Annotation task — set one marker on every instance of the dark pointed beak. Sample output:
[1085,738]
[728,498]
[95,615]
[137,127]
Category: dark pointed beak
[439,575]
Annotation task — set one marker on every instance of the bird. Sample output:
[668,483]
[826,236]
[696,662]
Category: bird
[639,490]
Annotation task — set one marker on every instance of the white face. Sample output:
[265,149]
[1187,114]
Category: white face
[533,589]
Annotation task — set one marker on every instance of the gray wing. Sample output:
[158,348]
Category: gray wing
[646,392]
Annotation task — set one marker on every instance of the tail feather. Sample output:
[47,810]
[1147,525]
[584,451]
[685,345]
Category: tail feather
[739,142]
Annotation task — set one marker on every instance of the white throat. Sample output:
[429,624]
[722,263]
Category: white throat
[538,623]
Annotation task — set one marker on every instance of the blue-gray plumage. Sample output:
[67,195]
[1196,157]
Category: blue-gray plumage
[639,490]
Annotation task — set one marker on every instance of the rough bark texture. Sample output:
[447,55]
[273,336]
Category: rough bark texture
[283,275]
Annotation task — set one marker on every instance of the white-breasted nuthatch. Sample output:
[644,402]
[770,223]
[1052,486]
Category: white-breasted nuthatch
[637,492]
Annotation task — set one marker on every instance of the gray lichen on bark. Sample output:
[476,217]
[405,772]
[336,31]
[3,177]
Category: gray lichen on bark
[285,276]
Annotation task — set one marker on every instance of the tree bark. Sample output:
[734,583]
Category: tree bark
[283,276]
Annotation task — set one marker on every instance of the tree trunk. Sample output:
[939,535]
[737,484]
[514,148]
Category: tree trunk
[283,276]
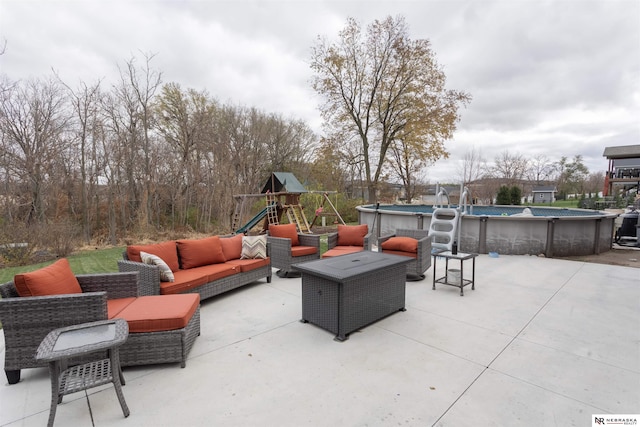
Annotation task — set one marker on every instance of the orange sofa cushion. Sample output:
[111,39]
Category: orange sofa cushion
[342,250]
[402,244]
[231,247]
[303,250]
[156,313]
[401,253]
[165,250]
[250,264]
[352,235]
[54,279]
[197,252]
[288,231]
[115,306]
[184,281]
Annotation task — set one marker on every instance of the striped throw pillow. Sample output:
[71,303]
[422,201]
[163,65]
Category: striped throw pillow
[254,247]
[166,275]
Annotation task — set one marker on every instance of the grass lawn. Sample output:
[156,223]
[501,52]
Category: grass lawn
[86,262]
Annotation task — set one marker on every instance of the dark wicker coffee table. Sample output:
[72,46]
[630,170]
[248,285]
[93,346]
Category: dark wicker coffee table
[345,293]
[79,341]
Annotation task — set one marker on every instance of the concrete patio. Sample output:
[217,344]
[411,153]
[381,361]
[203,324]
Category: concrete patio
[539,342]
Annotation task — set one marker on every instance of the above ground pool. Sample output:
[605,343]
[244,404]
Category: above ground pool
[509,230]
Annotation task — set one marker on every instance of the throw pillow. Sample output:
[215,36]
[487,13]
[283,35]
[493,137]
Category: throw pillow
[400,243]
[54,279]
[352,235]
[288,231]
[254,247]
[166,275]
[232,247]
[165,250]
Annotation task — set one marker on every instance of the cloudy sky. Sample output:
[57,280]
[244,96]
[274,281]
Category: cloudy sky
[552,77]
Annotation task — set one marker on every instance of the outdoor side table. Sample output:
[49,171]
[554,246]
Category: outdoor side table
==
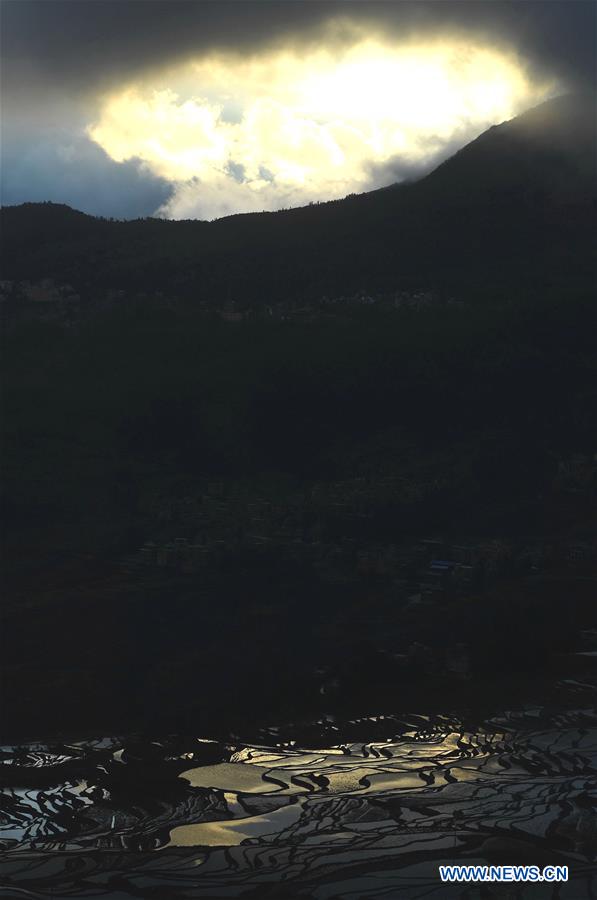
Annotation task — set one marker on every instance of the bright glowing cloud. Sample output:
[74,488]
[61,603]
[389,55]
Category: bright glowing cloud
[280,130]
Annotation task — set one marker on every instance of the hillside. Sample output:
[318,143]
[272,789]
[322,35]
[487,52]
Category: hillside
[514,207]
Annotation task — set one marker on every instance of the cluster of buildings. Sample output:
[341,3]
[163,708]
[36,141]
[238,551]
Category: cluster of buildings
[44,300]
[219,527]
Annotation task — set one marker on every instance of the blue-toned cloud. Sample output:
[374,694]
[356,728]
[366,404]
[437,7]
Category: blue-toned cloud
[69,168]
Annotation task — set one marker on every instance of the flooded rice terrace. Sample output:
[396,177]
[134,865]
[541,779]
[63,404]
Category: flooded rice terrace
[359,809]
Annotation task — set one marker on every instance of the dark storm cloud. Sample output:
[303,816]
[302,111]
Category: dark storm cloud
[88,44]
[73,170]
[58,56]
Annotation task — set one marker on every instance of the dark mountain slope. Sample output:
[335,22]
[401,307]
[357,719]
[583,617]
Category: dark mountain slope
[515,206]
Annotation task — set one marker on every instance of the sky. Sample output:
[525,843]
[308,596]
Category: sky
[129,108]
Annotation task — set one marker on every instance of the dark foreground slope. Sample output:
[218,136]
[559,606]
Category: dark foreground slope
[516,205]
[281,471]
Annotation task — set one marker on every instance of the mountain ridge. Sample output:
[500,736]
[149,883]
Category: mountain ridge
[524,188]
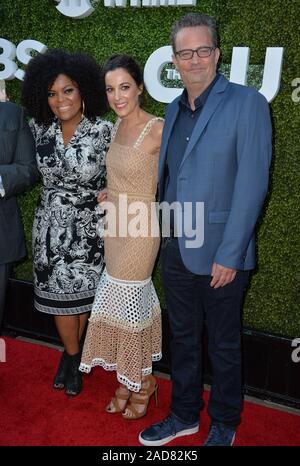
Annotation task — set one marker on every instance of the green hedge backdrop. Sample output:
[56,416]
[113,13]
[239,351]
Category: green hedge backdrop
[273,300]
==
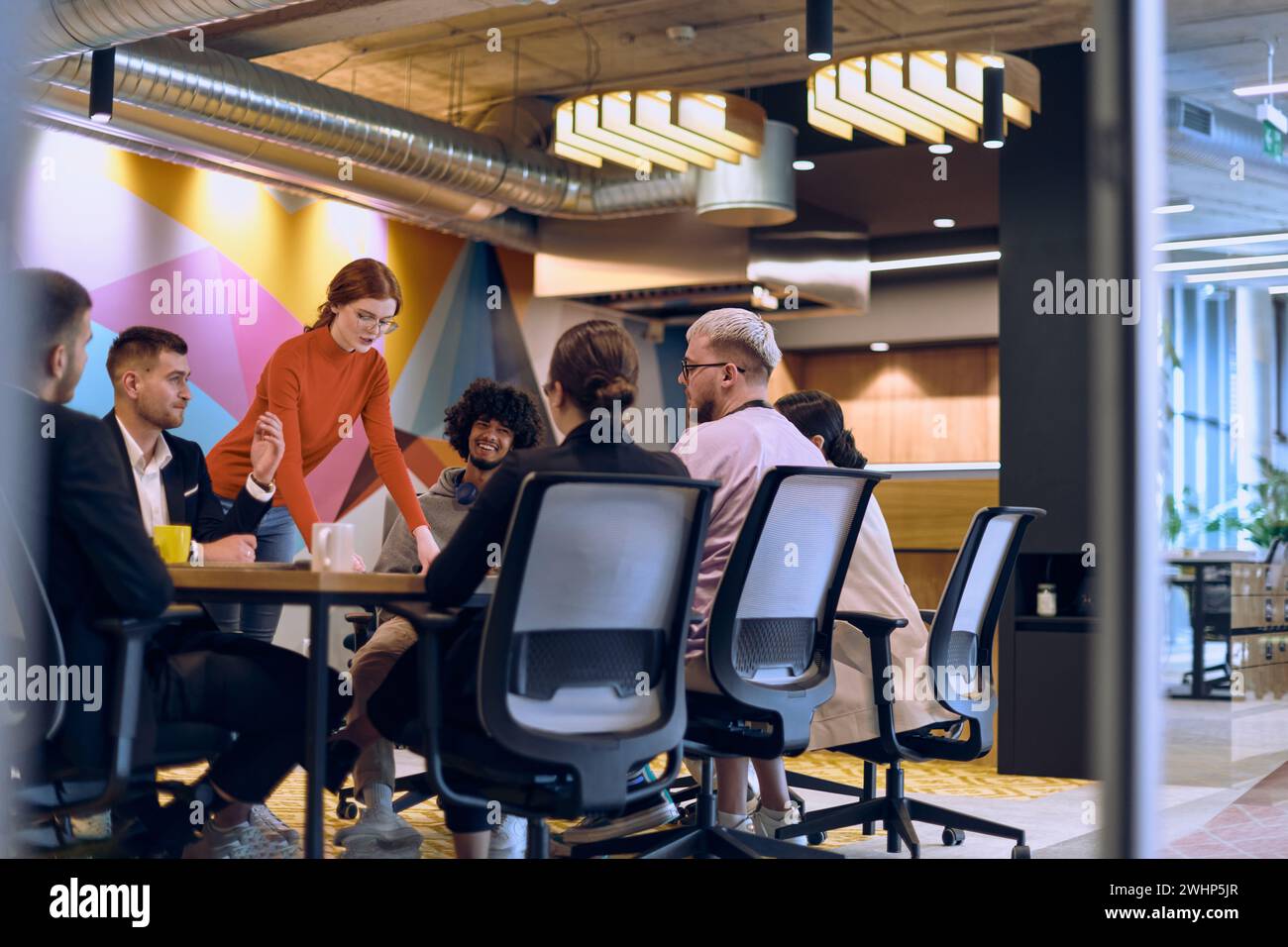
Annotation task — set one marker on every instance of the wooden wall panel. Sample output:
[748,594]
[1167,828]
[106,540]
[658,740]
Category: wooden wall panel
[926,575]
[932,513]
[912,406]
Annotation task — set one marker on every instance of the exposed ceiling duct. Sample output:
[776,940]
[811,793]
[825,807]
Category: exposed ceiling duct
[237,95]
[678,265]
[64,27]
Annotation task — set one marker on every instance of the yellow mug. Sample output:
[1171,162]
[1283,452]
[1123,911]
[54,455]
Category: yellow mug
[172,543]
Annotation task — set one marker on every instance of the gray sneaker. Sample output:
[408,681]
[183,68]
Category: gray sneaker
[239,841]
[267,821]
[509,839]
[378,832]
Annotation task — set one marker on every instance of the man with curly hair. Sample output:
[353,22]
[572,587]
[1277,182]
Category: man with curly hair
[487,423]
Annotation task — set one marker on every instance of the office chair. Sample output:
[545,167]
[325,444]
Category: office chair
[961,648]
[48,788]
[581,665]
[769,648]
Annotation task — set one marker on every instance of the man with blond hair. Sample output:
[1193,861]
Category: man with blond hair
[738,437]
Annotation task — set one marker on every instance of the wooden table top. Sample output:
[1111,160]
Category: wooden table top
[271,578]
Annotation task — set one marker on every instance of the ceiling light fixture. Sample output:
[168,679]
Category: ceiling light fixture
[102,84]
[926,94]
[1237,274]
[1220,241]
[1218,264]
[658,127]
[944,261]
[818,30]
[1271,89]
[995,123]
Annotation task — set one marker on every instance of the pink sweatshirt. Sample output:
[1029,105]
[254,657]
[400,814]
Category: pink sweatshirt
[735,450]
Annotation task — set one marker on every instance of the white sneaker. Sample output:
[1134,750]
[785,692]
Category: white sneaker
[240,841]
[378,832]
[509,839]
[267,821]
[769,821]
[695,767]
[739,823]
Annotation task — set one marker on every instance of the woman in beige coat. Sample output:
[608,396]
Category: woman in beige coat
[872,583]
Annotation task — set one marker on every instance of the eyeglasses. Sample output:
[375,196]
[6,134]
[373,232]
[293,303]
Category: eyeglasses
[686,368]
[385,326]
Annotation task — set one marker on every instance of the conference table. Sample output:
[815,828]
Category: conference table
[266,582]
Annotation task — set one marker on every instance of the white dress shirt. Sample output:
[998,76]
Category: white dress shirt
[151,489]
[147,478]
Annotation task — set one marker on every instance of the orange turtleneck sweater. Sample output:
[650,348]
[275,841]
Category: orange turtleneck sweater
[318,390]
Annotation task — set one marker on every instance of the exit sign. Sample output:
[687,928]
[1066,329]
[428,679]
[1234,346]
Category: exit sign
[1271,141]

[Stated exercise]:
Select every line in the entries above that contains the string "lichen" and copy each one. Treat uppercase and lowercase letters as different.

[Result for this task]:
Annotation task — set one marker on every instance of the gray lichen on bark. Sample output:
Category: gray lichen on bark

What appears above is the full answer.